> **Data for analysis**
------------------------------------------------------------------------
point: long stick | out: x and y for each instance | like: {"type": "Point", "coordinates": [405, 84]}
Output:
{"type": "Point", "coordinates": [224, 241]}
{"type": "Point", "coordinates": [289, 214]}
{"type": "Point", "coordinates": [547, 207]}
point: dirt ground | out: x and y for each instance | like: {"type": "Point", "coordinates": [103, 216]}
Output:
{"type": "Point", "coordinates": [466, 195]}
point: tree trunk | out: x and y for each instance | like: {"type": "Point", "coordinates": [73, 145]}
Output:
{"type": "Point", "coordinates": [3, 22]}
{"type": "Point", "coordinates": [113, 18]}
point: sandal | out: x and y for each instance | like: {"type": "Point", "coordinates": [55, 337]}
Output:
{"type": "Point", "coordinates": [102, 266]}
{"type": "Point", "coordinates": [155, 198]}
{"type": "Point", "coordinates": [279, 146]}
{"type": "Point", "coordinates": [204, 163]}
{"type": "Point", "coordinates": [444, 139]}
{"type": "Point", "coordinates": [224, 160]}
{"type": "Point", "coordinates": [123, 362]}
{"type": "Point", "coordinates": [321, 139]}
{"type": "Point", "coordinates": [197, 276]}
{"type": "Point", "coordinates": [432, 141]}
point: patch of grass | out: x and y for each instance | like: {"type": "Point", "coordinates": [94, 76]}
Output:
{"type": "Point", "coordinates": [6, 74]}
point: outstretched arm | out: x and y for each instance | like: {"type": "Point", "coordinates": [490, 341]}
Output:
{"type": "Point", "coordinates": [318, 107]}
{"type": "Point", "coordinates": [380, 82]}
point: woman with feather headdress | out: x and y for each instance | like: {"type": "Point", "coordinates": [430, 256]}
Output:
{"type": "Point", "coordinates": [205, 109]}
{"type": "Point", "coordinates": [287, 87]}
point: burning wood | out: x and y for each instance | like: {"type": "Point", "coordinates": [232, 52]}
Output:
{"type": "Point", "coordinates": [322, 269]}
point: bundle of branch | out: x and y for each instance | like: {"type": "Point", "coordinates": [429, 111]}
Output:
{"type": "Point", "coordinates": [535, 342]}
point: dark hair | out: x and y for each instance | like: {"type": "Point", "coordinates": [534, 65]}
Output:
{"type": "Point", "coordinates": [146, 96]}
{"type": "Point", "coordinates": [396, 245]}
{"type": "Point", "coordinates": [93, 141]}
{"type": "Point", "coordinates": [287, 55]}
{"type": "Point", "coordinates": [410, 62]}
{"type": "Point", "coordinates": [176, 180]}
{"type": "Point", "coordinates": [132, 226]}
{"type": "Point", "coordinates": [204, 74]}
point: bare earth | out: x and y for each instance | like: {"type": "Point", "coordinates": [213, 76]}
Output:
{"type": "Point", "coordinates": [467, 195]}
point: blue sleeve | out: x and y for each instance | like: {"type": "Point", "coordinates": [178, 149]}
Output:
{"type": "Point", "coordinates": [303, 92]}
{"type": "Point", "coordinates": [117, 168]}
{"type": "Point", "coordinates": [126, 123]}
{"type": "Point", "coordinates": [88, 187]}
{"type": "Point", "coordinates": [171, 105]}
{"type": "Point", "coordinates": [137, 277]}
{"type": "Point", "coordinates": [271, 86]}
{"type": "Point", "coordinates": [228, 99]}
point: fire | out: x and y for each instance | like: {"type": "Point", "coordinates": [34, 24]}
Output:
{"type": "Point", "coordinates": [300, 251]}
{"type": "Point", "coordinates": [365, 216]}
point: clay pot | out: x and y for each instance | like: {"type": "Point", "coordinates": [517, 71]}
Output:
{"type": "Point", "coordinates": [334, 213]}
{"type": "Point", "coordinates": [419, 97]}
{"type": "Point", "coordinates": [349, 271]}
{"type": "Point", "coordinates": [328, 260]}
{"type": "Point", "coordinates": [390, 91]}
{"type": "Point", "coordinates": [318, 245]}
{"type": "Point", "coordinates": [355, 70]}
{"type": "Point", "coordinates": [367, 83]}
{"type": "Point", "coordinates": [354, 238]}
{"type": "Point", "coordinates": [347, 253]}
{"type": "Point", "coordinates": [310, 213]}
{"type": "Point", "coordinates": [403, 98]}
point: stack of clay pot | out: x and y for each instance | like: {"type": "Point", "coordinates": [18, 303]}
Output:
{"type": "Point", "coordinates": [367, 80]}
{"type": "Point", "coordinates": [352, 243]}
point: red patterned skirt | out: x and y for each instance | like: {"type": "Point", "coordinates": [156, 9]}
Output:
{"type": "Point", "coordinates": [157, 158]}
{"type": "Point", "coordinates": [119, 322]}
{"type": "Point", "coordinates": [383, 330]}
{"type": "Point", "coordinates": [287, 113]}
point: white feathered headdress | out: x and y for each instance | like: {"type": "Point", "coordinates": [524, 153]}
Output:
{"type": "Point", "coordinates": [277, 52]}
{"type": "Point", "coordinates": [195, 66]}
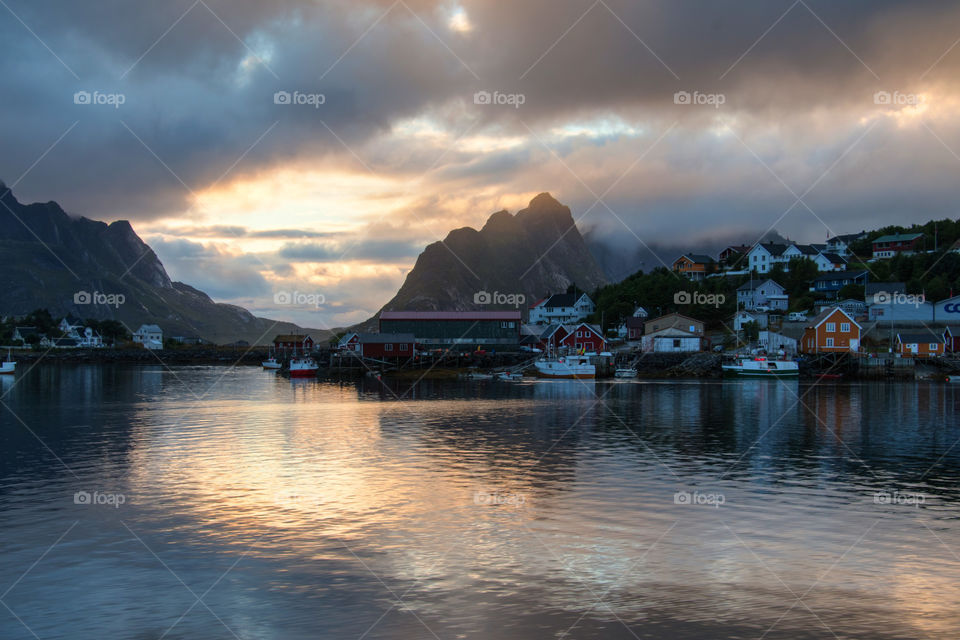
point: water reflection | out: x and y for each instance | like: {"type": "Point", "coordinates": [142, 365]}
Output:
{"type": "Point", "coordinates": [492, 510]}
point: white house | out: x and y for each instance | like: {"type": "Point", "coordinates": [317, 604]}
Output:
{"type": "Point", "coordinates": [562, 308]}
{"type": "Point", "coordinates": [750, 295]}
{"type": "Point", "coordinates": [149, 335]}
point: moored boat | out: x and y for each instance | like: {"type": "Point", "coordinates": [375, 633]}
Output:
{"type": "Point", "coordinates": [9, 365]}
{"type": "Point", "coordinates": [576, 366]}
{"type": "Point", "coordinates": [762, 367]}
{"type": "Point", "coordinates": [304, 367]}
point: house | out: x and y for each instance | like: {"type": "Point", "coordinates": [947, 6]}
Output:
{"type": "Point", "coordinates": [890, 245]}
{"type": "Point", "coordinates": [671, 320]}
{"type": "Point", "coordinates": [24, 334]}
{"type": "Point", "coordinates": [853, 308]}
{"type": "Point", "coordinates": [751, 295]}
{"type": "Point", "coordinates": [831, 283]}
{"type": "Point", "coordinates": [840, 245]}
{"type": "Point", "coordinates": [744, 317]}
{"type": "Point", "coordinates": [70, 326]}
{"type": "Point", "coordinates": [294, 342]}
{"type": "Point", "coordinates": [562, 308]}
{"type": "Point", "coordinates": [584, 337]}
{"type": "Point", "coordinates": [464, 329]}
{"type": "Point", "coordinates": [695, 266]}
{"type": "Point", "coordinates": [772, 342]}
{"type": "Point", "coordinates": [951, 339]}
{"type": "Point", "coordinates": [832, 330]}
{"type": "Point", "coordinates": [764, 255]}
{"type": "Point", "coordinates": [734, 254]}
{"type": "Point", "coordinates": [634, 327]}
{"type": "Point", "coordinates": [672, 340]}
{"type": "Point", "coordinates": [920, 344]}
{"type": "Point", "coordinates": [386, 345]}
{"type": "Point", "coordinates": [150, 336]}
{"type": "Point", "coordinates": [349, 341]}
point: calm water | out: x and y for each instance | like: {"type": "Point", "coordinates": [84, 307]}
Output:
{"type": "Point", "coordinates": [232, 503]}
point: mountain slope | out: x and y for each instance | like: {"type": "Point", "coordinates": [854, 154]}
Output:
{"type": "Point", "coordinates": [49, 256]}
{"type": "Point", "coordinates": [535, 252]}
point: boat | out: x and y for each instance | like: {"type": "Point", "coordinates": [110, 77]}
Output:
{"type": "Point", "coordinates": [8, 365]}
{"type": "Point", "coordinates": [304, 367]}
{"type": "Point", "coordinates": [576, 366]}
{"type": "Point", "coordinates": [762, 367]}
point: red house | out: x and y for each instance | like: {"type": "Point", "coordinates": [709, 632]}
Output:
{"type": "Point", "coordinates": [291, 342]}
{"type": "Point", "coordinates": [951, 338]}
{"type": "Point", "coordinates": [386, 345]}
{"type": "Point", "coordinates": [586, 337]}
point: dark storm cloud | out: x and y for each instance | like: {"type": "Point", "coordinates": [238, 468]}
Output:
{"type": "Point", "coordinates": [198, 98]}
------------------------------------------------------------------------
Each line above that carries the string "boat" has to be returned.

point: moored boat | out: x and y for each instance | like: {"type": "Point", "coordinates": [375, 633]}
point: boat | out: x and y for each instance | like: {"type": "Point", "coordinates": [110, 77]}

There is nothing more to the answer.